I think we are going to remember November 24th, 2014 for a long time. I think it is going to be a day that makes the American history textbooks, and serves as a turning point in how we look at race relations for years to come. The thing is, what are we going to remember? Are we going to remember a city in unrest, rioting and consuming itself? Are we going to remember an 18 year old man who was killed by a police officer? Are we going to remember the underlying meaning of why it so profoundly troubled the American people?
The public has been struggling for a week to figure out exactly how to feel about what happened last Monday in the Grand Jury decision in the Ferguson, MO case against police officer Darren Wilson. I intentionally took a full week to try to process my own thoughts and put them together, rather than responding emotionally, which I think is at the root of the issue to begin with.
First of all, we have to address the issue of justice. A large percentage of those enraged by the decision not to bring charges against the police officer who shot and killed 18-year old Michael Brown have claimed that justice was not done, and that the people of Ferguson have had their right to justice stolen from them.
The reality is that justice was done. Justice is lawyers and judges sitting and discussing the facts of the case. That happened in the courtroom. Justice was done when those facts presented a situation that a judge deemed ill-fit for a trial. That was justice. As much as we may or may not like the result, the pathway to it was justice.
We are, in a lot of ways, confusing justice with fairness. But we don’t have fairness either. Do we really believe that pressing charges on the police officer will bring Michael Brown back? Do we hope that, in making an example of the cop, that this won’t ever happen again, out of fear for retribution? Do we feel that, despite the physical evidence’s inability to create reasonable grounds to press charges, that we should allow our own emotional reactions to infiltrate the legal system?

Tasks to complete:
[1] Which date does the essay on the Ferguson grand jury decision say will be remembered for a long time?
[2] Pull out every line of the records that contains the string "hand", matching case exactly.

Dataset:
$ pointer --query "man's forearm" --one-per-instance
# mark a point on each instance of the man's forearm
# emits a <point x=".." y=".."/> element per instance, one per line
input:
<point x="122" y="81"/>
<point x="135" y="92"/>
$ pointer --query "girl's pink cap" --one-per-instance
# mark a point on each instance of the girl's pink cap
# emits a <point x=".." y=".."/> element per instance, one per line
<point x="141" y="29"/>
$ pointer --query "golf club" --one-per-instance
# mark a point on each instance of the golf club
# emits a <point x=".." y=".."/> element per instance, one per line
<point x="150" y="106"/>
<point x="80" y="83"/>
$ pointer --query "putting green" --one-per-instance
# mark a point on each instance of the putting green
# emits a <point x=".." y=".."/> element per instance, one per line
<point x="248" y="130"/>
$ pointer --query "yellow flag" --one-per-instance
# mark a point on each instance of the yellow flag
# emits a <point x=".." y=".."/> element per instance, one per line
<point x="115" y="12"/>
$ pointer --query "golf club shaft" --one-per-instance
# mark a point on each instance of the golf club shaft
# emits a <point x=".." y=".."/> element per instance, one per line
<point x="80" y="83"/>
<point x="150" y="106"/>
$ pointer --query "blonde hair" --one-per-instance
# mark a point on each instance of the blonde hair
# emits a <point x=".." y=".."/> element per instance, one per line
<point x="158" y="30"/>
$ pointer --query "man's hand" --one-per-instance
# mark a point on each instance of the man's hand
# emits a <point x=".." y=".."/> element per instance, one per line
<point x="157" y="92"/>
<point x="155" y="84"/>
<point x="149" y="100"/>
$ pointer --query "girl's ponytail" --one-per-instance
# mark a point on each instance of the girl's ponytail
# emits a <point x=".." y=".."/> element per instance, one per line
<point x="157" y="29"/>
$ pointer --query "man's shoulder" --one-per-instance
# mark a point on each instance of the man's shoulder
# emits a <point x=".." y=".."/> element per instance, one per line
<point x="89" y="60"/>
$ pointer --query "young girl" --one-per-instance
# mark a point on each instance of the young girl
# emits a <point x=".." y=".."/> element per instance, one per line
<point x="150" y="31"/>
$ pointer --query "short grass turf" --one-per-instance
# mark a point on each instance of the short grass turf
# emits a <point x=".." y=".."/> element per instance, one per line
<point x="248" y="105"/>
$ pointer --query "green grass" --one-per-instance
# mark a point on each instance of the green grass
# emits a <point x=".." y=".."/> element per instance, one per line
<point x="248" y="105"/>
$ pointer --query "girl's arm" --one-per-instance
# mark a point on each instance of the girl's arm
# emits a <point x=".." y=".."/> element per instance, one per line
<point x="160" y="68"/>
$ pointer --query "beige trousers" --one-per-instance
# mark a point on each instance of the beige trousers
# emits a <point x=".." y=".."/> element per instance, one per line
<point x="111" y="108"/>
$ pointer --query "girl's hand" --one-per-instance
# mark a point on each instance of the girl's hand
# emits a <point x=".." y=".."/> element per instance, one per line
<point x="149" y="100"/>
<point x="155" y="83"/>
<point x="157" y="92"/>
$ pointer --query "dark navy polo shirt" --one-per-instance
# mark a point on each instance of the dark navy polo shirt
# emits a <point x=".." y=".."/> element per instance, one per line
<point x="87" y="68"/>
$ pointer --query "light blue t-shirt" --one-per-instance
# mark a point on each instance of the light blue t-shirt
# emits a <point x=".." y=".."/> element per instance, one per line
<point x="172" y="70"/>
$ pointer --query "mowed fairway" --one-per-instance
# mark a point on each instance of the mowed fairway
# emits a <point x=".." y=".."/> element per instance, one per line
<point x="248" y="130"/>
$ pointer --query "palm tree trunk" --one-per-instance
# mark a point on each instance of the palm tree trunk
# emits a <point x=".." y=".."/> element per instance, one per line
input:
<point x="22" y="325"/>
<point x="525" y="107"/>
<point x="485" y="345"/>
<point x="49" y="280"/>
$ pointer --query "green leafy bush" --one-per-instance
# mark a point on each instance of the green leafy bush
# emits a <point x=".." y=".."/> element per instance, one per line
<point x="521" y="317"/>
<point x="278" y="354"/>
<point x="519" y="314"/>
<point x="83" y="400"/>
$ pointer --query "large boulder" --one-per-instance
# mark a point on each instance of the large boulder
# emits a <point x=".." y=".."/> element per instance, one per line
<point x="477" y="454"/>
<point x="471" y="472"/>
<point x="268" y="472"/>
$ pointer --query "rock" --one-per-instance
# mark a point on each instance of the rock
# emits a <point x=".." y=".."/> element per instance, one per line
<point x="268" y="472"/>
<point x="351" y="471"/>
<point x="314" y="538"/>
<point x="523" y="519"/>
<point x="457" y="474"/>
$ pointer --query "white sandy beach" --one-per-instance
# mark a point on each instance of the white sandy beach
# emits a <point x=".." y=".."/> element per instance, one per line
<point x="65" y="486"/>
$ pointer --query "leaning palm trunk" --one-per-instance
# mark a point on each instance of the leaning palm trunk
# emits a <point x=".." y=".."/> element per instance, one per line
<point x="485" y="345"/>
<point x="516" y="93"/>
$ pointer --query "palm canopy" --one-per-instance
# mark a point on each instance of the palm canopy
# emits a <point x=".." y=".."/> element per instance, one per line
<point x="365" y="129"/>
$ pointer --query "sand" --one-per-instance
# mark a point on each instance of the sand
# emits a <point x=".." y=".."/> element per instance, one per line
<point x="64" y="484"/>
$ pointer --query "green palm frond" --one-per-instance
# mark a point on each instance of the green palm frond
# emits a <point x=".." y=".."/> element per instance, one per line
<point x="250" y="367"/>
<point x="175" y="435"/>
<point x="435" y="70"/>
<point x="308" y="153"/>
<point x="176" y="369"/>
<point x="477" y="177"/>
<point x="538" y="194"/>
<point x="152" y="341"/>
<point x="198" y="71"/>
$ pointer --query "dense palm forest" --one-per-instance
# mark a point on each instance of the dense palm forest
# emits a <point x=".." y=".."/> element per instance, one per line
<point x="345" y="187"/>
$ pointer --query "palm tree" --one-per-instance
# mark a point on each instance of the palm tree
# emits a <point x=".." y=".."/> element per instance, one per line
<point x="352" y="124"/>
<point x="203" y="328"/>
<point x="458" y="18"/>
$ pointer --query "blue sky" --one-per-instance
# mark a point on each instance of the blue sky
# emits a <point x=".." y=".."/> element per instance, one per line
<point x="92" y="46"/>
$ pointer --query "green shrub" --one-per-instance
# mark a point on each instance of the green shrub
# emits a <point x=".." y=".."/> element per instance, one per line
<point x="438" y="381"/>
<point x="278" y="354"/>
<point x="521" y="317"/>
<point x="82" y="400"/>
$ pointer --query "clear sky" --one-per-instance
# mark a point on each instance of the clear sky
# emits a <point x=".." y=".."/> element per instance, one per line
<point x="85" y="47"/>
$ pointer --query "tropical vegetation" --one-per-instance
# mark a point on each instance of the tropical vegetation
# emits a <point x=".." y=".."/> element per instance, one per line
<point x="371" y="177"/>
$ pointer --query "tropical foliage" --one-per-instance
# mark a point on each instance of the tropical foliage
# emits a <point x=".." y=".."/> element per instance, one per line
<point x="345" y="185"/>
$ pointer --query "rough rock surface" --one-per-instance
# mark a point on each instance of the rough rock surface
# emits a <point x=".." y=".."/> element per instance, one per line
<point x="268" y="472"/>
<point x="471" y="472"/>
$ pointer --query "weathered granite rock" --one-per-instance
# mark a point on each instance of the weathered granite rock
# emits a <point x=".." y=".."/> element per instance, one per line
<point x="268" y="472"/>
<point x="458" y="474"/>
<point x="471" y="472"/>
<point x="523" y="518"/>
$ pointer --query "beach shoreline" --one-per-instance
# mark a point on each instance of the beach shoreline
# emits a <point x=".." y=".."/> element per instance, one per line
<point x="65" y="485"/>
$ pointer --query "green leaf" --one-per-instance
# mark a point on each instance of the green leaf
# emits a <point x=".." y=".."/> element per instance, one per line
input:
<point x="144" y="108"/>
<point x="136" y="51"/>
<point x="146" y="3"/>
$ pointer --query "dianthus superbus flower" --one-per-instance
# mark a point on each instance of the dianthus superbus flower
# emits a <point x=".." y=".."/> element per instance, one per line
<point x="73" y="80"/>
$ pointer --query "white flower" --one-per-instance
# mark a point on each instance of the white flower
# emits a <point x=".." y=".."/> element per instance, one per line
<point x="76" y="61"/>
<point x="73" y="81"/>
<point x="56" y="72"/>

Answers below:
[1] November 24th, 2014.

[2]
$ pointer --query "man's hand" --one-per-instance
# mark a point on each instance of the man's hand
$ pointer --query "girl's hand" --one-per-instance
# mark a point on each instance of the girl's hand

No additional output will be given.